▶ _SEGMENT DU DOCUMENT_
Mon miracle accompli
Chassera le rire.
Rose-éternelle, je serai
La plus pâle.
Et ne s’ouvriront pas – il le faut –
– Ô, pitié ! –
Ni pour l’aube ni pour un regard,
Ni pour les champs –
Mes paupières baissées.
– Ni pour les fleurs ! –
Ô, ma terre, pardonne-moi
Pour l’éternité !
Et les lunes fondront
Et fondra la neige,
Quand s’enfuira, charmant,
Ce siècle adolescent.
1913
Marina Tsvetaïeva, Le ciel brûle
Quand le gros volume Pasternak (avec cet hommage à la femme et à la poétesse) a trouvé place dans ma bibliothèque, j’en ai retiré le recueil de Marina Tsvetaïeva (1892-1941) dans la collection poésie/Gallimard : Le ciel brûle (rappelez-vous « l’auto-dévoration par le feu »), suivi de Tentative de jalousie. (P.-S. Ses poèmes sont traduits du russe par Pierre Léon et Eve Malleret.)
Photo de Marina Tsvetaïeva en 1914
De mes vers, écrits si tôt
Que je ne me savais pas poète,
Jaillis comme l’eau des fontaines,
Comme le feu des fusées,
S’engouffrant comme des diablotins
Dans le sanctuaire plein de rêves et d’encens,
De mes vers de jeunesse et de mort
– De mes vers jamais lus ! –
Jetés dans la poussière des librairies
(Où personne n’en veut ni n’en a voulu),
De mes vers, comme des vins précieux
Viendra le tour.
(Koktebel, mai 1913)
Deux poèmes de jeunesse (avant vingt ans) précèdent ceux écrits comme celui-ci en Crimée – dont « Si vous saviez, passants, atttirés... ». En 1911, un an après la publication de son premier recueil, L’Album du soir, Tsvetaïeva a été invitée dans cette station balnéaire sur la mer Noire, chez le poète symboliste Max Volochine. C’est là qu’elle a rencontré le journaliste Sergueï Efron, épousé en janvier 1912. En septembre est née leur fille Ariadna, dite Alia.
A S. E.
Avec défi, je porte son anneau !
Je suis sa femme devant l’éternité – pas sur papier.
Son visage est étroit
Comme une épée.
Sa bouche est muette, les coins abaissés,
Ses sourcils – douloureux et splendides.
Dans son visage tragique se sont mêlées
Deux dynasties anciennes.
Il est fin comme les branches naissantes.
Ses yeux – admirables, inutiles.
Sous les sourcils ailés déployés –
Deux précipices.
Je reste fidèle à son visage de chevalier,
– Pour vous tous qui mourez et vivez sans peur –
En des temps fatidiques – on chante
De telles stances – avant d’aller à l’échafaud.
(Koktebel, 3 juin 1914)
Marina Tsvetaïeva dédie souvent ses poèmes à ses proches, comme ceux à P. E., Piotr Efron, son beau-frère, malade de la tuberculose, ou pour sa grand-mère, en s’inspirant d’un portrait qui se trouvait dans la maison familiale à Moscou – elle apprendra plus tard qu’il représentait son arrière-grand-mère, morte dans les années 1850, la comtesse Bernatskaïa (précisé dans les notes en fin de volume).

▶ _EXTRAIT DE DONNÉES_
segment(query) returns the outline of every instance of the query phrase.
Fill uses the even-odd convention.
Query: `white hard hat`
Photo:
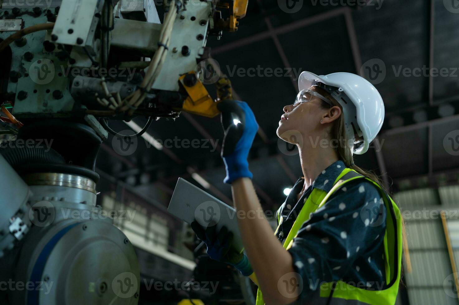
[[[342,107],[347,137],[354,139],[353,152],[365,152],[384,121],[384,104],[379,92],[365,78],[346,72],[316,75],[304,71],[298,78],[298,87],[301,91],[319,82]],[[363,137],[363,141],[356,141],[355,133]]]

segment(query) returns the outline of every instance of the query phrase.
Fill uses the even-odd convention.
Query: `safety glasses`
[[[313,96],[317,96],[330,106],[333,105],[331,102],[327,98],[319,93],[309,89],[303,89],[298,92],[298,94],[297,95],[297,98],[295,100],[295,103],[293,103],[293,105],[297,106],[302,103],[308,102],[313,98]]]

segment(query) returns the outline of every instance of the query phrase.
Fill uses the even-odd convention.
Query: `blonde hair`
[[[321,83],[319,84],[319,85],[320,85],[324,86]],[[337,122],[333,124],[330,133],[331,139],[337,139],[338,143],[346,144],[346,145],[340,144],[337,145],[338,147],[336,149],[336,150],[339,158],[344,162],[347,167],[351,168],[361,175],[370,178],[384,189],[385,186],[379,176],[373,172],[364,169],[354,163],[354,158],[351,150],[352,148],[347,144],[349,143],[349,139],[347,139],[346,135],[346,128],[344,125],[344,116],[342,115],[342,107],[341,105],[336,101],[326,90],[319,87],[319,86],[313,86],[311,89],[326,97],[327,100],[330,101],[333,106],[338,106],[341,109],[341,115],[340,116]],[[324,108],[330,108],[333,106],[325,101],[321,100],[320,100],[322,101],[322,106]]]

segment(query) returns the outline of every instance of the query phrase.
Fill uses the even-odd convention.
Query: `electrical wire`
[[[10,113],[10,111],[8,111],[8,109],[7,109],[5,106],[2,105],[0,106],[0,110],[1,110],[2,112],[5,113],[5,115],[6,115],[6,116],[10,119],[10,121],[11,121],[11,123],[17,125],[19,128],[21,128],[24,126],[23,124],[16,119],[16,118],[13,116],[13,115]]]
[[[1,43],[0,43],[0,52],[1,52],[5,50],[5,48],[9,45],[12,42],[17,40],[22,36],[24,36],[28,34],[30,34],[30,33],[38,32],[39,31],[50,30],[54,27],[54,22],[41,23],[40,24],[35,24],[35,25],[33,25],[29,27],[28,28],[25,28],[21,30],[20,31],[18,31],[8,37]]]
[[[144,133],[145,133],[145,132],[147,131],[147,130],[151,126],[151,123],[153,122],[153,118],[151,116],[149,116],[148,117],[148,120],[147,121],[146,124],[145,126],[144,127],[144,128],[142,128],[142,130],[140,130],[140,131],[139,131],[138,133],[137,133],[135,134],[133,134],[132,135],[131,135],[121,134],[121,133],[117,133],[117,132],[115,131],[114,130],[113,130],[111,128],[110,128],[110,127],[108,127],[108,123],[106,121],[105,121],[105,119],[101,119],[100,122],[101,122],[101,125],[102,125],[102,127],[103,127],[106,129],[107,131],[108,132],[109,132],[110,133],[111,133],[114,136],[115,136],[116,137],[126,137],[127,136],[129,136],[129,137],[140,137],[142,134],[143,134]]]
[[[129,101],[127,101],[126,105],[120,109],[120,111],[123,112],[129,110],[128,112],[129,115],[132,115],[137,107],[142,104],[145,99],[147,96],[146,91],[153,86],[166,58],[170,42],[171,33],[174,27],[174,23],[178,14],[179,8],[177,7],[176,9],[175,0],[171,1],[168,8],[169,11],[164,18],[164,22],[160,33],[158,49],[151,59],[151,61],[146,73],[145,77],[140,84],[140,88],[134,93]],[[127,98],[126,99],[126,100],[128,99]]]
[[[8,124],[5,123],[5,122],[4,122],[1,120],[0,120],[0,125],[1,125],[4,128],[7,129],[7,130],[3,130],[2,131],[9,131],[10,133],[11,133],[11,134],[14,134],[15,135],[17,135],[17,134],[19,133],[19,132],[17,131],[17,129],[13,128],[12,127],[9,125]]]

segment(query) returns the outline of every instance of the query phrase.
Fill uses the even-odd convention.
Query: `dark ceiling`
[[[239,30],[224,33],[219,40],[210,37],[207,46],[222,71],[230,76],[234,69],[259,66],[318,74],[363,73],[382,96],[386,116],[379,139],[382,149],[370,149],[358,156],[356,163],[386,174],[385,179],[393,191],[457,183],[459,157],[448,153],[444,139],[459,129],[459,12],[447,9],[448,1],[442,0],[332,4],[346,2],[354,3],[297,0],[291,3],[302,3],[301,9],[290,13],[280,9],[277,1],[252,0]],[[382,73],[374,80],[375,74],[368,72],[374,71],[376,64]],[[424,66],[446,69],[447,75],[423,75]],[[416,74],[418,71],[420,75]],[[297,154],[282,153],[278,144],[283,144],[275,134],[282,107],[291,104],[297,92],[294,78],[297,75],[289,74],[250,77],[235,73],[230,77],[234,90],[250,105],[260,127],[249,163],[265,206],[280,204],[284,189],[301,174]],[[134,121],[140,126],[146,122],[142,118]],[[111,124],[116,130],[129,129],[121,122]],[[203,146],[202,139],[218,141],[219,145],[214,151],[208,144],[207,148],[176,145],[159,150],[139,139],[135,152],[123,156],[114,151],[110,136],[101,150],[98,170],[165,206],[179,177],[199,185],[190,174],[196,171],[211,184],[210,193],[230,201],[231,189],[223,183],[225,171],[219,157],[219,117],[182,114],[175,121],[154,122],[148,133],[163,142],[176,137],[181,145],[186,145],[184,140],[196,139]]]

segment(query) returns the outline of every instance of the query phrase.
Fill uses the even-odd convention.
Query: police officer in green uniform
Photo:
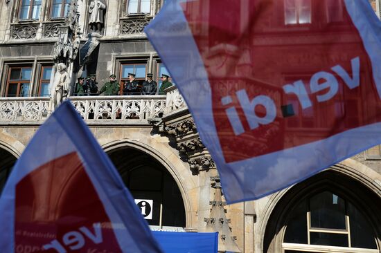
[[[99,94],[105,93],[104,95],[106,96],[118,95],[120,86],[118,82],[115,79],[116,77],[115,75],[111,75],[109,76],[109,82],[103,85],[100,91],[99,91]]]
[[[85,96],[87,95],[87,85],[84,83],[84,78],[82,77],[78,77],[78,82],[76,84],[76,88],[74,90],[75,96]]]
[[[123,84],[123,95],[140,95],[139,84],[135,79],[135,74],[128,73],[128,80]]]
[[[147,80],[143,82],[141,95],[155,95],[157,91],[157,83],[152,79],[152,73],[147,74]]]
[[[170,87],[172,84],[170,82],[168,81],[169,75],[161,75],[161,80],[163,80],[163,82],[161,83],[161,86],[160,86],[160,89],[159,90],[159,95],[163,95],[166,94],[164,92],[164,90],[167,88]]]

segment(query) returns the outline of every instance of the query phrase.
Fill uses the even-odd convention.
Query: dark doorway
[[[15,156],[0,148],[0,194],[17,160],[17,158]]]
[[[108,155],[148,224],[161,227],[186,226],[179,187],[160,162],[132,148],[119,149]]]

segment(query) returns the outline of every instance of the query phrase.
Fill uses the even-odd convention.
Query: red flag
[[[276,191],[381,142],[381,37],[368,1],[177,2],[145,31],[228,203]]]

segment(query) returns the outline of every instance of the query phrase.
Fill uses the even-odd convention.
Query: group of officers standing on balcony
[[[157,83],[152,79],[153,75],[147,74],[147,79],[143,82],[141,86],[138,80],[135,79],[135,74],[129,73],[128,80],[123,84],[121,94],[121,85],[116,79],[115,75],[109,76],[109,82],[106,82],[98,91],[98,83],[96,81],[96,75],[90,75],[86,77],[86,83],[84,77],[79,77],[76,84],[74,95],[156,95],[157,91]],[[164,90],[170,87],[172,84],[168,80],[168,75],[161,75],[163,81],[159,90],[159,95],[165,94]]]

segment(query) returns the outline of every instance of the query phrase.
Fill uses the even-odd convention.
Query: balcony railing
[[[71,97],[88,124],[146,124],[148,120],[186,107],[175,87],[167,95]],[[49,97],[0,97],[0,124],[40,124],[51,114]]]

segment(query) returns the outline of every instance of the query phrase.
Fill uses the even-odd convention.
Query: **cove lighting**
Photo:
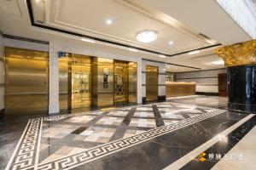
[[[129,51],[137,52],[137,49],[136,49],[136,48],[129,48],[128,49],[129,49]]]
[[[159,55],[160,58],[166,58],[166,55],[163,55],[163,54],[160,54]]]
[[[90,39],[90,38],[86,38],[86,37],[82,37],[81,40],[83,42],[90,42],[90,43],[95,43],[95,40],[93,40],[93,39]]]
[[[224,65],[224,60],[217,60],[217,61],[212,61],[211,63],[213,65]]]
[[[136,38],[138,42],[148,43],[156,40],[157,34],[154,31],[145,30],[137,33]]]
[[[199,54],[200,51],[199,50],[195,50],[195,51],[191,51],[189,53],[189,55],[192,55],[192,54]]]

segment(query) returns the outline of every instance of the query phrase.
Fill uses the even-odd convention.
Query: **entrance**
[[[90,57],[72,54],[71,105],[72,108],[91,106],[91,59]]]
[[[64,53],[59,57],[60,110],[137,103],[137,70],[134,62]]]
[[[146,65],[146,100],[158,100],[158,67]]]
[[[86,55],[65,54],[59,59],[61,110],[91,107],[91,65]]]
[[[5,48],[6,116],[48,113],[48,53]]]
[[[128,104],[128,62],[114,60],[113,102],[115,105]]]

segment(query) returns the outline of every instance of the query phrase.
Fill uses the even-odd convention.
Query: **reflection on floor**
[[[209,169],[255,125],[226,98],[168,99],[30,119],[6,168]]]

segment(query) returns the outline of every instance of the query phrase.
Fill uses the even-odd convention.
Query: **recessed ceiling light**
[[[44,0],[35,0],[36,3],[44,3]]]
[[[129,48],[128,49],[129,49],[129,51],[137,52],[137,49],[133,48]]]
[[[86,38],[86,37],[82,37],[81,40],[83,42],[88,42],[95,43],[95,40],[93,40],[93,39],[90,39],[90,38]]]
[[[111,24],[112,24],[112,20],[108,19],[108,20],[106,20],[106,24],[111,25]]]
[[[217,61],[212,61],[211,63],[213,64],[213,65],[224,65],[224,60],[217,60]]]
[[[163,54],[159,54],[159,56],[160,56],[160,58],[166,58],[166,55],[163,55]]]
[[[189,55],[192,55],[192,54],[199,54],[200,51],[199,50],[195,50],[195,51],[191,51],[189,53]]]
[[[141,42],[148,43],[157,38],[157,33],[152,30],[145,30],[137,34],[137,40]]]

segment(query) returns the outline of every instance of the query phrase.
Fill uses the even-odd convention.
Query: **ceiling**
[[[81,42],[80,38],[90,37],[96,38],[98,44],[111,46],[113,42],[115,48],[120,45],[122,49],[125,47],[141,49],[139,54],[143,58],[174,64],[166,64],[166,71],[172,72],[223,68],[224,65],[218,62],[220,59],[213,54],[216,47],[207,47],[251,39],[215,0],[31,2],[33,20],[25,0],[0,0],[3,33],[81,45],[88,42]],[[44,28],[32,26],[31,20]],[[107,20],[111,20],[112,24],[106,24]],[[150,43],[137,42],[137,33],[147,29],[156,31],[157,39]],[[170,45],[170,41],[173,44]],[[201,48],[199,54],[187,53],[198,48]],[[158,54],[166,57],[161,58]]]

▶ _OBJECTIF ÉNONCÉ A_
Répondez aux questions suivantes d'après le segment du document.
(i) Par qui les poèmes du recueil sont-ils traduits du russe ?
(ii) Quel est le titre du premier recueil de Tsvetaïeva ?
(iii) Chez quel poète Tsvetaïeva a-t-elle été invitée en Crimée en 1911 ?
▶ _OBJECTIF ÉNONCÉ B_
Indiquez combien de lignes des enregistrements contiennent la chaîne "dark", en respectant la casse. Donnez seulement ce nombre.

▶ _RÉSULTAT ATTENDU A_
(i) Pierre Léon et Eve Malleret
(ii) L'Album du soir
(iii) Max Volochine

▶ _RÉSULTAT ATTENDU B_
2